## Written exercise
Convert the entries below, from the line containing "If you could pin the dark pickup" up to and including the line containing "(1056, 449)", into a JSON list of strings with one string per line. Leave out any blank lines.

start Extracted material

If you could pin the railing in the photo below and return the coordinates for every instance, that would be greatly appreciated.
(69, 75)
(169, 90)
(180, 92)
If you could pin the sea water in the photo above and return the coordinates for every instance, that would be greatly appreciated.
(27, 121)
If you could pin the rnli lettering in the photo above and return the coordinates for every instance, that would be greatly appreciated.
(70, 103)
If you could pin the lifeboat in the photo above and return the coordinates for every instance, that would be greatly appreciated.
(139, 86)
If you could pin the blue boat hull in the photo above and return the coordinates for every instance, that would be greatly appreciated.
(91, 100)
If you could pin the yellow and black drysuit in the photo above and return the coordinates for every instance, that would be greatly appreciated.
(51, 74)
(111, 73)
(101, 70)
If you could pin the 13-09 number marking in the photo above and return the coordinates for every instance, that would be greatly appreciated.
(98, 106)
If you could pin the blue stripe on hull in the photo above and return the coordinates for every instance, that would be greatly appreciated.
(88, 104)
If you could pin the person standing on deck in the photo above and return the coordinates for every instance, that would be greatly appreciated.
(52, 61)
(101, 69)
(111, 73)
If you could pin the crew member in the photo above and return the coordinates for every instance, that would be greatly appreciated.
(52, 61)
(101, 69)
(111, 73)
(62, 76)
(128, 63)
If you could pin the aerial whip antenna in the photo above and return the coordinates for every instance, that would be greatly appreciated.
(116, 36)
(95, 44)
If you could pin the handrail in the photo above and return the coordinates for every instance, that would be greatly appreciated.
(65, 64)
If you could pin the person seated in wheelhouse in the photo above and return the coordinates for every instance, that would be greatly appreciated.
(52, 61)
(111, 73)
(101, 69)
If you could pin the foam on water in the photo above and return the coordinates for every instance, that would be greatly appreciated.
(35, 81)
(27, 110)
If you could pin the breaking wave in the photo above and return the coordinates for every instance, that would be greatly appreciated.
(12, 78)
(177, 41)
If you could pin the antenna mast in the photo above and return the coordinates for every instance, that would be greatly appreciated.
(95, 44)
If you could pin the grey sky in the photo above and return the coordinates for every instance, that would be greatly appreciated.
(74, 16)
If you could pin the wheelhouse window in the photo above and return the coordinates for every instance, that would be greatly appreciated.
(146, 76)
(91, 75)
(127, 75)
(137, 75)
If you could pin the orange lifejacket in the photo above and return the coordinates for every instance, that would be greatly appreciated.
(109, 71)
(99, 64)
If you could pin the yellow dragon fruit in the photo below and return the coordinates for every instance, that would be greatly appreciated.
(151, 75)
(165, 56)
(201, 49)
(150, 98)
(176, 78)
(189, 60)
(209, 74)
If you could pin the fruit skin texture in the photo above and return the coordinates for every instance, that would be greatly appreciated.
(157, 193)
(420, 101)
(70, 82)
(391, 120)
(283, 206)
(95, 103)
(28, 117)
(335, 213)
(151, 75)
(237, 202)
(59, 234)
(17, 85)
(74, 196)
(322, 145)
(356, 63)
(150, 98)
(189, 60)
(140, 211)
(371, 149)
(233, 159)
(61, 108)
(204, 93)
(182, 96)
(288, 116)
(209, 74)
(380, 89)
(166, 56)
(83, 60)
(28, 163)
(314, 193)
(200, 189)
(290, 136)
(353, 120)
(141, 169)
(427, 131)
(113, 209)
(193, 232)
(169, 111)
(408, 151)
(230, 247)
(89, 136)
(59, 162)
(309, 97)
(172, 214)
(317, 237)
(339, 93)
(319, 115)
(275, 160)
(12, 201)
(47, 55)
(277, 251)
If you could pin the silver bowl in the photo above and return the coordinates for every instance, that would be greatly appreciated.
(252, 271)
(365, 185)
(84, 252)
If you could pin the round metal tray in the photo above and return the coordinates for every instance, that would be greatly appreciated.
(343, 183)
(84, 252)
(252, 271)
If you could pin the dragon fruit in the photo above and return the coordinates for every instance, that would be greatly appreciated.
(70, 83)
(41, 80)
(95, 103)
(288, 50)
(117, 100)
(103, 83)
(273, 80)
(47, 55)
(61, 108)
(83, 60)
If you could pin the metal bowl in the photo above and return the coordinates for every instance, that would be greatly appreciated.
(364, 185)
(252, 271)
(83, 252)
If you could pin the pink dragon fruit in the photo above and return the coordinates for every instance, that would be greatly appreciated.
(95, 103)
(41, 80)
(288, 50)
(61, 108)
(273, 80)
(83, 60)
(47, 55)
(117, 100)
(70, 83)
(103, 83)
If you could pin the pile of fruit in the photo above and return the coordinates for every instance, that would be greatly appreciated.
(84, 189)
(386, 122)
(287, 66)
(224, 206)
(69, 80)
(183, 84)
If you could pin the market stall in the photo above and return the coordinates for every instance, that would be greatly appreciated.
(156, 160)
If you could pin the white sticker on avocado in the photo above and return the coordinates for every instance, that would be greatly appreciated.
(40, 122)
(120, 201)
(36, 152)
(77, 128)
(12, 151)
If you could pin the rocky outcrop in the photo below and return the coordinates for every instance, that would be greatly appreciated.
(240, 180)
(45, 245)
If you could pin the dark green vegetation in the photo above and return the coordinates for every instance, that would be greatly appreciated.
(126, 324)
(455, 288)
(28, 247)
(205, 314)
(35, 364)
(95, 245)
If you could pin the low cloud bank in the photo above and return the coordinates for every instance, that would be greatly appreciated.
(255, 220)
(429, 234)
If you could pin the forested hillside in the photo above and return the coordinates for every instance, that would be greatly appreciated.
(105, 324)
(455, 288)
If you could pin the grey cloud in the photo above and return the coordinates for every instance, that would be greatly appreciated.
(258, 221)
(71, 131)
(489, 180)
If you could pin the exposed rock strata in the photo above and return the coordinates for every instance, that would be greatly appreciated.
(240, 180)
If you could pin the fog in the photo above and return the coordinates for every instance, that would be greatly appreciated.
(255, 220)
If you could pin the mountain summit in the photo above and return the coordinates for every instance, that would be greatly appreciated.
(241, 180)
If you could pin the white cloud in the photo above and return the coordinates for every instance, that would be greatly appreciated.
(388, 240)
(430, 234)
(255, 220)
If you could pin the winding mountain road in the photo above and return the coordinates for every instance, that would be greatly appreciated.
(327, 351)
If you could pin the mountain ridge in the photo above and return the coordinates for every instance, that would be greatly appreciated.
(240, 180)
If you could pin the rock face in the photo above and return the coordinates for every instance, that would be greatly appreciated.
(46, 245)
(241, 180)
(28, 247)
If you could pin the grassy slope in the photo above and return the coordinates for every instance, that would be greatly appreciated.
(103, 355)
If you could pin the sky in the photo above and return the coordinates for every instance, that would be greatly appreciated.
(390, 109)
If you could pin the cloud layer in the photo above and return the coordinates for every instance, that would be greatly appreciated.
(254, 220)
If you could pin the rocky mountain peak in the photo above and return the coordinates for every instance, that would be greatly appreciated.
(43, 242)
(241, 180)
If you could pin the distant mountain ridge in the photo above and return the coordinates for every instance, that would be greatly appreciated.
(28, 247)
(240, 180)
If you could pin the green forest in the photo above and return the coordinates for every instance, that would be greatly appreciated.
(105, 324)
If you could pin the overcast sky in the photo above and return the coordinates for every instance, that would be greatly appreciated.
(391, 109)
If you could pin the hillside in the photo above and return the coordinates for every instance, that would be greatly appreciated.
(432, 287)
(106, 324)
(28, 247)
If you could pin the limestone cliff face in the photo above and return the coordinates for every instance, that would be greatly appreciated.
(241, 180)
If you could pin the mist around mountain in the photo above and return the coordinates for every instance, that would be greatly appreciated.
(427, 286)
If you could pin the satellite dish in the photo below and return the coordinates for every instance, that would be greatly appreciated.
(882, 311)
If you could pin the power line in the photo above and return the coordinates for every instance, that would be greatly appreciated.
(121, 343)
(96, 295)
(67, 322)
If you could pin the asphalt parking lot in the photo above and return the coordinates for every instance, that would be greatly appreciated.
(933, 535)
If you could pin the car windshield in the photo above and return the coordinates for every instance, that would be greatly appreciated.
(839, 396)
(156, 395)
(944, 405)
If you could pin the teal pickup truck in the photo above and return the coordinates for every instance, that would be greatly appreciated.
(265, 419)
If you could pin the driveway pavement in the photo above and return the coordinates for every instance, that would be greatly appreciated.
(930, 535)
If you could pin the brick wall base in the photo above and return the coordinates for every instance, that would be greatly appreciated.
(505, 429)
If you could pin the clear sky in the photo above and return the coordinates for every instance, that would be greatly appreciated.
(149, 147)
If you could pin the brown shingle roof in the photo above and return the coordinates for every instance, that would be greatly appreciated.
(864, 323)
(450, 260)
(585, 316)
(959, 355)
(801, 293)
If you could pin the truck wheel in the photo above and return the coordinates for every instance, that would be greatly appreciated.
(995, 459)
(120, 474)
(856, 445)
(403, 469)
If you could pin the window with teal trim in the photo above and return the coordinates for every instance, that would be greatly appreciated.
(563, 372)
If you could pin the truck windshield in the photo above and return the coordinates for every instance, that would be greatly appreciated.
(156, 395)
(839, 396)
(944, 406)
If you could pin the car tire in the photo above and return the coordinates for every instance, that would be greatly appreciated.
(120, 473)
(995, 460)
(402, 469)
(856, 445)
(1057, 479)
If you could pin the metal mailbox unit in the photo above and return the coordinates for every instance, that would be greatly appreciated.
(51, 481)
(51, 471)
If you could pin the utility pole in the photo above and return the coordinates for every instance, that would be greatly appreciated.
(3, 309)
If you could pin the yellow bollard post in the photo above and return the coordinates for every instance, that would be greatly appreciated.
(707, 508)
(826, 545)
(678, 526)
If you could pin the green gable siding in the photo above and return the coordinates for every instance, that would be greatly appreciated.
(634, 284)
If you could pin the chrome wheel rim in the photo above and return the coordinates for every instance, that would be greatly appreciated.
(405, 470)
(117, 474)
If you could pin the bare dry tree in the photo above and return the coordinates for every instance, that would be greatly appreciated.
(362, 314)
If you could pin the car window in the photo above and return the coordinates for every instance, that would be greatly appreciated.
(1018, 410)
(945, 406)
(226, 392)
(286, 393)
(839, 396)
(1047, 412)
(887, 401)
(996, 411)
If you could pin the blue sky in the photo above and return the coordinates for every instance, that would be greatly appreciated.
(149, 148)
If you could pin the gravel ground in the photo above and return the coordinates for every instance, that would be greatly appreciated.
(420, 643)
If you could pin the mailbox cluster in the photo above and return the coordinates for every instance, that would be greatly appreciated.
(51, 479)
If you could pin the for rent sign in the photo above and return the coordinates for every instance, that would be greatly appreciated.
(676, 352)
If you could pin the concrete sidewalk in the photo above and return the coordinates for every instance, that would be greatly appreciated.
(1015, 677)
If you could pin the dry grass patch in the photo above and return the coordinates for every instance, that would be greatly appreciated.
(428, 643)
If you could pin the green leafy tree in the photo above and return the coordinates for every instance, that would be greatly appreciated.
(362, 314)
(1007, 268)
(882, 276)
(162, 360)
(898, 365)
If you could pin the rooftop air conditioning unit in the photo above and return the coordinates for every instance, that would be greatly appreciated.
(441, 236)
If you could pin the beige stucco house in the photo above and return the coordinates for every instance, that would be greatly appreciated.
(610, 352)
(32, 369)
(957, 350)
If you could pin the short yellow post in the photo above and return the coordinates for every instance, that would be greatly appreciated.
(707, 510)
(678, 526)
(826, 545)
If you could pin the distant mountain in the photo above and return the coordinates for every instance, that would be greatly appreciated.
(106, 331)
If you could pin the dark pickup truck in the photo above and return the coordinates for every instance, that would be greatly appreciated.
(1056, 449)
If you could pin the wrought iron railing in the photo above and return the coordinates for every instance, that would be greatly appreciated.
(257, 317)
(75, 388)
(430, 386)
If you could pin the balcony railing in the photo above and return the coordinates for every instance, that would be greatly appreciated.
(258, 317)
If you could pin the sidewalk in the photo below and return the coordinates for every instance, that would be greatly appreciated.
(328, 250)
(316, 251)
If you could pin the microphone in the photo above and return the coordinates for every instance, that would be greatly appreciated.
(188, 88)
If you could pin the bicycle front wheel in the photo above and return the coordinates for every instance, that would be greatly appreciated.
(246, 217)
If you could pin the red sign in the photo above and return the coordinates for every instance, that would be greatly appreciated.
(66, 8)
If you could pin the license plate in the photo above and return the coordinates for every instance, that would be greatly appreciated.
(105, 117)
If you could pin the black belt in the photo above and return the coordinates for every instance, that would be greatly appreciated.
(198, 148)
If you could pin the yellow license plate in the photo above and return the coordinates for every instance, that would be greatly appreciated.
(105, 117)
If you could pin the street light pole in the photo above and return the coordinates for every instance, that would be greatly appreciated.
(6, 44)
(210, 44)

end Extracted material

## The solution
[
  "If you could pin the dark pickup truck in the photo above and return the coordinates for every instance, that would be greatly appreciated.",
  "(1056, 449)"
]